Goal: Please reproduce every one of the records below, word for word.
---- Input
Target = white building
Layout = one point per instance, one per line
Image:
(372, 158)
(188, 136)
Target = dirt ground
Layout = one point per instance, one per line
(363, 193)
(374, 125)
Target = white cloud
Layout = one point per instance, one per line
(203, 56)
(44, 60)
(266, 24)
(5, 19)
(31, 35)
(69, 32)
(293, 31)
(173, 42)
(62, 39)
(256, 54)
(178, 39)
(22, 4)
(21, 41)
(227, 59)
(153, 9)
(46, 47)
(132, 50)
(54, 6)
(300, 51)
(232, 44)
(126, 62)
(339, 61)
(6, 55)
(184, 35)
--------
Completed task:
Target = white building
Layout = one point per instance, one per line
Image:
(372, 158)
(188, 136)
Target = dirt ground
Layout = one point per instance, one per line
(363, 193)
(374, 125)
Target = white cloud
Layout = one point per instance, one per line
(203, 56)
(44, 60)
(266, 24)
(5, 19)
(31, 35)
(69, 32)
(293, 31)
(173, 42)
(62, 39)
(256, 54)
(178, 39)
(22, 4)
(21, 41)
(227, 59)
(153, 9)
(46, 47)
(132, 50)
(54, 6)
(300, 51)
(232, 44)
(126, 62)
(339, 61)
(6, 55)
(184, 35)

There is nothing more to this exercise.